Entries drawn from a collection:
★ ★ ★ ★ ★
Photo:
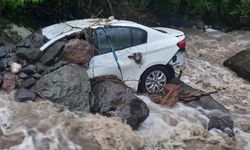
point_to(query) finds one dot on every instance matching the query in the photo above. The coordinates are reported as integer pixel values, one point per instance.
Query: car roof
(60, 30)
(77, 25)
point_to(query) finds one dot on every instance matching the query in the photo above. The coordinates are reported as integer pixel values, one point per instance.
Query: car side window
(138, 36)
(120, 38)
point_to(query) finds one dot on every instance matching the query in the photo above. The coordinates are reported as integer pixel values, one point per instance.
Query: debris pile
(59, 74)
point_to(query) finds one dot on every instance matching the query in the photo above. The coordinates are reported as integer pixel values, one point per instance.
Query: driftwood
(174, 94)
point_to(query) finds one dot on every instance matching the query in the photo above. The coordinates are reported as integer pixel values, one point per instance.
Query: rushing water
(42, 125)
(183, 127)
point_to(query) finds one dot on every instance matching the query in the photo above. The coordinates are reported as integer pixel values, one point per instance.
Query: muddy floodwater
(183, 127)
(43, 126)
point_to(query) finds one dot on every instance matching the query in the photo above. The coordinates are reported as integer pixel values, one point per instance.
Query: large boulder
(34, 40)
(23, 95)
(78, 51)
(240, 64)
(9, 81)
(31, 54)
(4, 50)
(68, 86)
(116, 99)
(49, 56)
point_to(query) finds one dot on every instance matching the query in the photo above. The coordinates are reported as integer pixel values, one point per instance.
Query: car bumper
(178, 58)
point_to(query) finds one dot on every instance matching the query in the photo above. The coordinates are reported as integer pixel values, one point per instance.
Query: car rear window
(120, 38)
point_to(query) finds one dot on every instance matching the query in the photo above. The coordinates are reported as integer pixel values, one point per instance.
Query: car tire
(149, 76)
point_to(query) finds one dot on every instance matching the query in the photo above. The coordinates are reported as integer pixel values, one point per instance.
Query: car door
(104, 63)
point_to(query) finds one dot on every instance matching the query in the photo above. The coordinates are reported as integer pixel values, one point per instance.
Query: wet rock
(206, 102)
(40, 68)
(9, 81)
(15, 67)
(23, 75)
(221, 121)
(4, 50)
(68, 86)
(37, 76)
(57, 66)
(5, 62)
(115, 99)
(31, 54)
(35, 40)
(1, 79)
(28, 82)
(29, 70)
(23, 95)
(49, 56)
(1, 66)
(240, 64)
(78, 51)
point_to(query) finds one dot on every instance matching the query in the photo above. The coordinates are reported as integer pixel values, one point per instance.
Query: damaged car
(143, 57)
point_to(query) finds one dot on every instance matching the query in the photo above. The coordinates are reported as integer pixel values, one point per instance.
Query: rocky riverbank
(48, 102)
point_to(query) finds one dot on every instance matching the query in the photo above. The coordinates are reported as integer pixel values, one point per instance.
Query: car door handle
(137, 57)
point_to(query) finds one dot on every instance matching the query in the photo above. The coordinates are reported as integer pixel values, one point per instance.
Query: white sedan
(143, 57)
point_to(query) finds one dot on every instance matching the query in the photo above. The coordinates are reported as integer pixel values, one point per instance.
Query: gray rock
(35, 40)
(23, 75)
(115, 99)
(49, 56)
(9, 81)
(37, 76)
(56, 66)
(29, 70)
(23, 95)
(222, 122)
(78, 51)
(28, 82)
(31, 54)
(206, 102)
(1, 80)
(240, 64)
(4, 50)
(40, 68)
(1, 66)
(68, 86)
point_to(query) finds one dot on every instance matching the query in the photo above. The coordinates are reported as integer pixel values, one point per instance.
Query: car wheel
(154, 78)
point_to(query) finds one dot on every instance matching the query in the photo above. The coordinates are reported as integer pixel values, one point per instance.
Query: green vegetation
(234, 13)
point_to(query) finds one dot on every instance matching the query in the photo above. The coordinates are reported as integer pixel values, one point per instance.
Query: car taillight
(182, 44)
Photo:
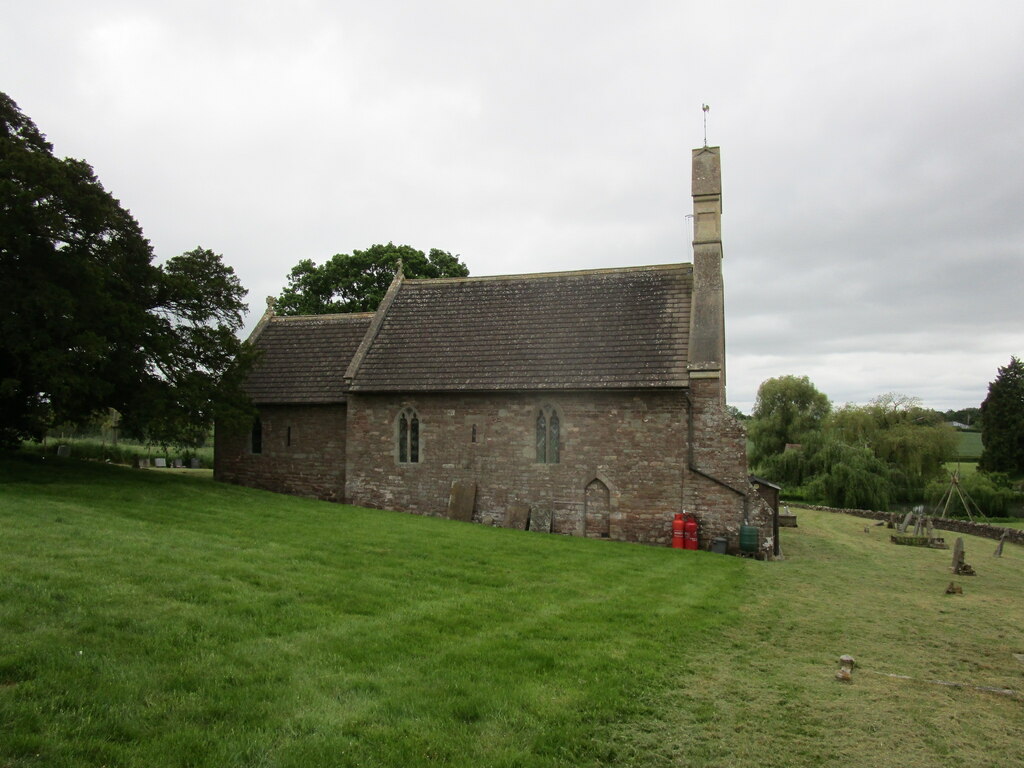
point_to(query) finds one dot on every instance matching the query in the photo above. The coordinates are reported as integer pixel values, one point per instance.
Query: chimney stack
(708, 308)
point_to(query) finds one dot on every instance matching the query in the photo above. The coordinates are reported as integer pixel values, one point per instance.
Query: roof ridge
(326, 315)
(682, 265)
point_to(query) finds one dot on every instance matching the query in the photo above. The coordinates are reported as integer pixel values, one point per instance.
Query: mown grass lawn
(152, 620)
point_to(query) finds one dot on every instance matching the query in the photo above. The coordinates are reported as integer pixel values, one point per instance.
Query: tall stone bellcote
(707, 357)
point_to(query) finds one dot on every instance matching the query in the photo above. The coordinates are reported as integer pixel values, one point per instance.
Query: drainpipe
(691, 464)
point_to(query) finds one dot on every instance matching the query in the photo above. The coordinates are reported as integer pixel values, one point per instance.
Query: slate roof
(304, 358)
(600, 329)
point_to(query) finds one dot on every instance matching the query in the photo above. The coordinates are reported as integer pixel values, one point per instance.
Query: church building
(582, 402)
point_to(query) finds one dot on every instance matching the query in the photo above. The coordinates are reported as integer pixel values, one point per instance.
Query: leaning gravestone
(461, 501)
(540, 520)
(958, 566)
(517, 515)
(998, 549)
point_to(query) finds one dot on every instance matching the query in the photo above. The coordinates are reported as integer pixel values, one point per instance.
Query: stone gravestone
(998, 549)
(958, 566)
(957, 555)
(906, 521)
(540, 519)
(517, 515)
(461, 501)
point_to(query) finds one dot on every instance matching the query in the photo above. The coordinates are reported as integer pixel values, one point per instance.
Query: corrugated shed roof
(303, 358)
(602, 329)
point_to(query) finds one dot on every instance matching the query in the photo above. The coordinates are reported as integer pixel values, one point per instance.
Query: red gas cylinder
(677, 531)
(690, 534)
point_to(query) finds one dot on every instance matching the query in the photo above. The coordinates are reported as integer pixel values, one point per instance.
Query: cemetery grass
(152, 620)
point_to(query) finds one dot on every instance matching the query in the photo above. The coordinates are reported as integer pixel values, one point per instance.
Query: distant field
(154, 620)
(970, 444)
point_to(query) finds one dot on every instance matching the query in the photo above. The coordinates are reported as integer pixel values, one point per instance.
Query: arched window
(547, 435)
(256, 438)
(409, 437)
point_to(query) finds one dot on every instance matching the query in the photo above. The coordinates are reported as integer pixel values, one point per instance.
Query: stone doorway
(597, 509)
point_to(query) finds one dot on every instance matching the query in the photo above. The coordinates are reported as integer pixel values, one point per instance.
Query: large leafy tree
(88, 321)
(867, 456)
(787, 410)
(357, 282)
(1003, 421)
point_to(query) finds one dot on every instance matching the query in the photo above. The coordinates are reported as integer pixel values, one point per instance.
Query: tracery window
(547, 435)
(409, 437)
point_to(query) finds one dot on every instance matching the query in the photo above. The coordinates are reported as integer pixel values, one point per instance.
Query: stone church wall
(303, 452)
(621, 458)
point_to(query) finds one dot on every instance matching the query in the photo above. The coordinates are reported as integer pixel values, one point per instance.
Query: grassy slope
(152, 620)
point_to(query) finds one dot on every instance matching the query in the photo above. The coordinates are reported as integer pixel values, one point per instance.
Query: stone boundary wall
(1014, 536)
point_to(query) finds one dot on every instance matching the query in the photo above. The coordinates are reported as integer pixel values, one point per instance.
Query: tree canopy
(786, 411)
(357, 282)
(863, 457)
(1003, 421)
(88, 321)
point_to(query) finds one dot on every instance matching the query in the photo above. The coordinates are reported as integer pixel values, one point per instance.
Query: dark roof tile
(589, 330)
(303, 358)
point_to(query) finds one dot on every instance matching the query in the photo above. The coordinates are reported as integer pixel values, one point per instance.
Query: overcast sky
(872, 153)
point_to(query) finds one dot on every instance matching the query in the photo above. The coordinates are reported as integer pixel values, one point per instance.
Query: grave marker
(461, 501)
(517, 515)
(540, 520)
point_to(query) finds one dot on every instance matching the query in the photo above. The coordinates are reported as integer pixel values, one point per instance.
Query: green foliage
(124, 452)
(867, 457)
(1003, 421)
(969, 416)
(357, 282)
(88, 322)
(991, 492)
(787, 410)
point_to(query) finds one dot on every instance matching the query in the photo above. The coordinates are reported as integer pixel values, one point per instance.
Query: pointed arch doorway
(597, 510)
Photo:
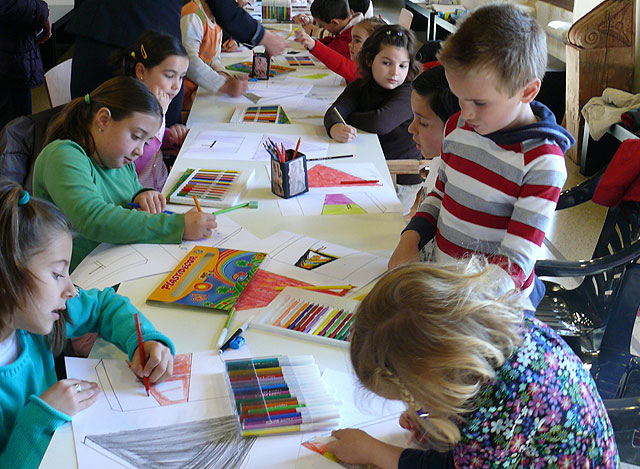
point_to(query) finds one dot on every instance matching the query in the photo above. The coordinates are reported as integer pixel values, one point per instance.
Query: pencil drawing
(208, 444)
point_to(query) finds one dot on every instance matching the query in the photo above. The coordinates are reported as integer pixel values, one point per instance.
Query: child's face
(483, 107)
(390, 67)
(50, 268)
(426, 128)
(358, 36)
(167, 75)
(121, 142)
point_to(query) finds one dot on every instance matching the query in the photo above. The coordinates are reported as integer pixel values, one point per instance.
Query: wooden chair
(58, 83)
(405, 19)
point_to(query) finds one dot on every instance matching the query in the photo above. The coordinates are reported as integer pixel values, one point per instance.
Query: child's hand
(176, 134)
(407, 250)
(342, 133)
(229, 46)
(151, 201)
(163, 98)
(198, 225)
(408, 423)
(302, 19)
(159, 362)
(70, 396)
(303, 38)
(235, 86)
(274, 44)
(357, 447)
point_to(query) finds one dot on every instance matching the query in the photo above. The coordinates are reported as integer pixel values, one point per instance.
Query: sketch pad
(209, 277)
(309, 315)
(214, 187)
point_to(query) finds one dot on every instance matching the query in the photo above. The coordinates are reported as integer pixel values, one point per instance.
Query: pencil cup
(289, 179)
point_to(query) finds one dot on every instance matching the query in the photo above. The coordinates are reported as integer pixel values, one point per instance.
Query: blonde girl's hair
(433, 335)
(501, 41)
(28, 226)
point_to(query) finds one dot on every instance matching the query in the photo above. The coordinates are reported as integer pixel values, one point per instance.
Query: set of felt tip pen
(280, 395)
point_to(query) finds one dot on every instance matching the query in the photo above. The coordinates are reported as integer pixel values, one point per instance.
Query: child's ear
(103, 117)
(139, 70)
(531, 90)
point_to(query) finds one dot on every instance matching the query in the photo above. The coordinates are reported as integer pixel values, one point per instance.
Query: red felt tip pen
(143, 360)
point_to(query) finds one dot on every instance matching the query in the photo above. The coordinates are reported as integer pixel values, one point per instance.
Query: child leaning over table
(502, 165)
(39, 309)
(202, 38)
(380, 102)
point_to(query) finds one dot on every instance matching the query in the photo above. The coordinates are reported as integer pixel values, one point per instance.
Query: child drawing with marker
(160, 62)
(380, 102)
(39, 309)
(485, 385)
(87, 171)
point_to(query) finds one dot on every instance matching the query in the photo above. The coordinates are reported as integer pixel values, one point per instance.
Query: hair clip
(24, 198)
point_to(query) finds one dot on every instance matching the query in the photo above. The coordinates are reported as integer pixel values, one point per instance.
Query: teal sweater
(27, 423)
(95, 200)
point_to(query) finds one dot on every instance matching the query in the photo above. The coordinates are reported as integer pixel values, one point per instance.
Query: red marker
(143, 361)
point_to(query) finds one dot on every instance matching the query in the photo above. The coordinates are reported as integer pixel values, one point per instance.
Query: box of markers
(309, 315)
(280, 394)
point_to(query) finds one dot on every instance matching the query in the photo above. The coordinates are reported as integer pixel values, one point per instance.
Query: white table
(196, 330)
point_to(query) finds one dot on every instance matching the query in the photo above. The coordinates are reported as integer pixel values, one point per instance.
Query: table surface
(196, 330)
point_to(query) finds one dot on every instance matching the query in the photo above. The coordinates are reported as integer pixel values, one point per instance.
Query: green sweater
(95, 200)
(27, 422)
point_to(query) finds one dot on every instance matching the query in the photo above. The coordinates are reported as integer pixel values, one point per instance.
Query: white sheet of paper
(351, 266)
(123, 406)
(111, 264)
(271, 92)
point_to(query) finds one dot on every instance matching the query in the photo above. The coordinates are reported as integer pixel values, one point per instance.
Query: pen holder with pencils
(289, 178)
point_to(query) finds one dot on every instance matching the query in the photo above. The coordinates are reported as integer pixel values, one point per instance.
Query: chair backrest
(405, 19)
(58, 83)
(21, 141)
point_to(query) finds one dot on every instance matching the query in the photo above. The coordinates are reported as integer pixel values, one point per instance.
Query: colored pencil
(143, 360)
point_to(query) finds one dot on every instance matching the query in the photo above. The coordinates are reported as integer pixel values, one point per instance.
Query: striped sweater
(495, 194)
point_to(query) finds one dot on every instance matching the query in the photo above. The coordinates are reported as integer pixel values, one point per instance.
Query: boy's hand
(407, 250)
(159, 362)
(302, 19)
(70, 396)
(163, 98)
(357, 447)
(342, 133)
(176, 135)
(274, 44)
(151, 201)
(303, 38)
(235, 86)
(198, 225)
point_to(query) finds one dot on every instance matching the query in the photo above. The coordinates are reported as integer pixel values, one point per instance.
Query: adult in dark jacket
(102, 27)
(20, 61)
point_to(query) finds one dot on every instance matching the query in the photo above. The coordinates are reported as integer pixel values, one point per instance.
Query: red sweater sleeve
(344, 67)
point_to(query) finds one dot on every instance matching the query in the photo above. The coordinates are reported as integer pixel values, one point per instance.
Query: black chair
(20, 143)
(581, 315)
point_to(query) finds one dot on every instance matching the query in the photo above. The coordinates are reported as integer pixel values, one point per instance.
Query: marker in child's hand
(195, 199)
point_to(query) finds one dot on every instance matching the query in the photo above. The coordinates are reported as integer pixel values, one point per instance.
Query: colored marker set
(311, 315)
(280, 394)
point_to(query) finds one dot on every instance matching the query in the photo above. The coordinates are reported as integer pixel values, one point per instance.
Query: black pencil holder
(261, 66)
(289, 179)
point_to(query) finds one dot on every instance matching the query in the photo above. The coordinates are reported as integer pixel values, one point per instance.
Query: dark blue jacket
(20, 60)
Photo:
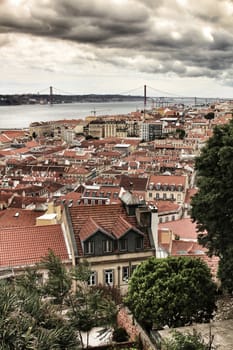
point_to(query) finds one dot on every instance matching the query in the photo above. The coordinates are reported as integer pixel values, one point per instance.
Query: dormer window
(123, 244)
(139, 243)
(107, 246)
(89, 247)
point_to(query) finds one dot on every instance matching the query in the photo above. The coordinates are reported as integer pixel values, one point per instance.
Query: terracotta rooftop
(15, 217)
(27, 245)
(133, 183)
(111, 218)
(184, 228)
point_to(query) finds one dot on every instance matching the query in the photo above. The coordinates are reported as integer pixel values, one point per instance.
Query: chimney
(154, 227)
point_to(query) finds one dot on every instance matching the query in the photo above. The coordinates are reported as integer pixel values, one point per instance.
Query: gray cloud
(189, 39)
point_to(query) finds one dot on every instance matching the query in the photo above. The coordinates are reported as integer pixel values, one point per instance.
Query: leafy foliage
(171, 292)
(212, 206)
(30, 313)
(187, 341)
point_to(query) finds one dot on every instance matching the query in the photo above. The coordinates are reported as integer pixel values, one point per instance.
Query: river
(21, 116)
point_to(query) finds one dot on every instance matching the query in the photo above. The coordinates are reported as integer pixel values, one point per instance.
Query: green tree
(212, 206)
(30, 313)
(171, 292)
(59, 282)
(187, 341)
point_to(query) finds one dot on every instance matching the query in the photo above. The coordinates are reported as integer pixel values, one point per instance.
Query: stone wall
(126, 320)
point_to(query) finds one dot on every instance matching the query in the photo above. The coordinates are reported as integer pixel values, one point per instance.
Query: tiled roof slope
(135, 183)
(15, 217)
(27, 245)
(111, 218)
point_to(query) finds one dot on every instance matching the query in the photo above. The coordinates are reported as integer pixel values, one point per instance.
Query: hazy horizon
(177, 47)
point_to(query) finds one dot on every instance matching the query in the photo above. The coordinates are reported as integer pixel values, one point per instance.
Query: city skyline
(176, 47)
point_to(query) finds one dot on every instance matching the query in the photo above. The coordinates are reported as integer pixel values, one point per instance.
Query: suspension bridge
(150, 95)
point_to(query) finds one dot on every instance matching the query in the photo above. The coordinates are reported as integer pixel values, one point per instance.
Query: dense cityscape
(116, 163)
(114, 190)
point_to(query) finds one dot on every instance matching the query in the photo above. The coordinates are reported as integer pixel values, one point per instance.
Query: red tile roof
(107, 217)
(27, 245)
(15, 217)
(184, 228)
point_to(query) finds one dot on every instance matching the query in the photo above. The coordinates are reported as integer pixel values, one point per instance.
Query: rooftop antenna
(51, 94)
(144, 99)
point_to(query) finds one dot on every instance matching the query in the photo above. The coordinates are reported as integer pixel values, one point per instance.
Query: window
(107, 246)
(108, 277)
(89, 247)
(125, 273)
(133, 267)
(123, 244)
(92, 279)
(139, 242)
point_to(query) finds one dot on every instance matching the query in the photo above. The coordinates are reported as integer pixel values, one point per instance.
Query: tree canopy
(212, 206)
(171, 292)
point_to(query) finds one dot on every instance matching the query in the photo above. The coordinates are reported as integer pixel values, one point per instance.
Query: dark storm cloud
(167, 36)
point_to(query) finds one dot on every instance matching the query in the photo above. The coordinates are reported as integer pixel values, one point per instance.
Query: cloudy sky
(175, 47)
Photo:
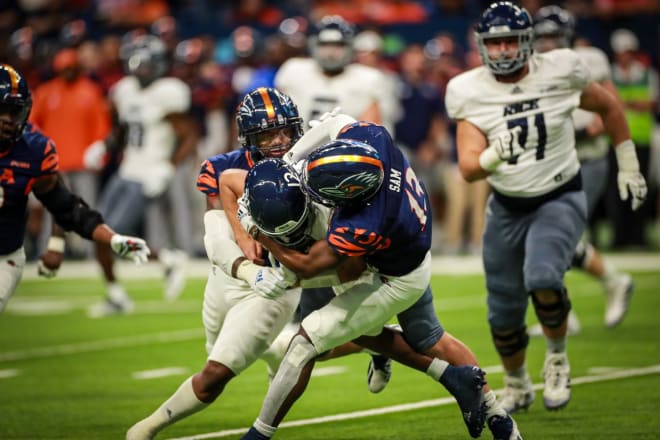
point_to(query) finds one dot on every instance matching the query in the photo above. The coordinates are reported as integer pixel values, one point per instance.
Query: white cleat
(139, 432)
(557, 381)
(175, 262)
(619, 290)
(518, 393)
(573, 328)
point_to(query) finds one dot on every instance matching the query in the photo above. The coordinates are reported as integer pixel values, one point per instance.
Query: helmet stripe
(345, 158)
(270, 110)
(14, 77)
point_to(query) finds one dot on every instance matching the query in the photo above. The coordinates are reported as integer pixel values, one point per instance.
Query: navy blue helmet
(505, 20)
(262, 110)
(15, 99)
(556, 23)
(276, 202)
(344, 172)
(144, 56)
(332, 30)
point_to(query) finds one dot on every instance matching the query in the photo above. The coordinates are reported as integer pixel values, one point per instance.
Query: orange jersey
(74, 115)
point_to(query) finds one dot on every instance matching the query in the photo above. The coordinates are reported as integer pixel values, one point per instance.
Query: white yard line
(622, 374)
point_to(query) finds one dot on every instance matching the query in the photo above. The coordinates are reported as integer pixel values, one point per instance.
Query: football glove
(131, 248)
(325, 116)
(503, 148)
(630, 181)
(245, 218)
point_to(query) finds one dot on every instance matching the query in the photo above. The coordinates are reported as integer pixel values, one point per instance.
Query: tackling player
★ ★ ★ ★ ★
__What you will do__. Extract each line of the material above that contains the string "white", keeping the lines in their original order.

__Task result__.
Query: white sedan
Query: white table
Query: white sheet of paper
Query: white cleat
Query: white yard line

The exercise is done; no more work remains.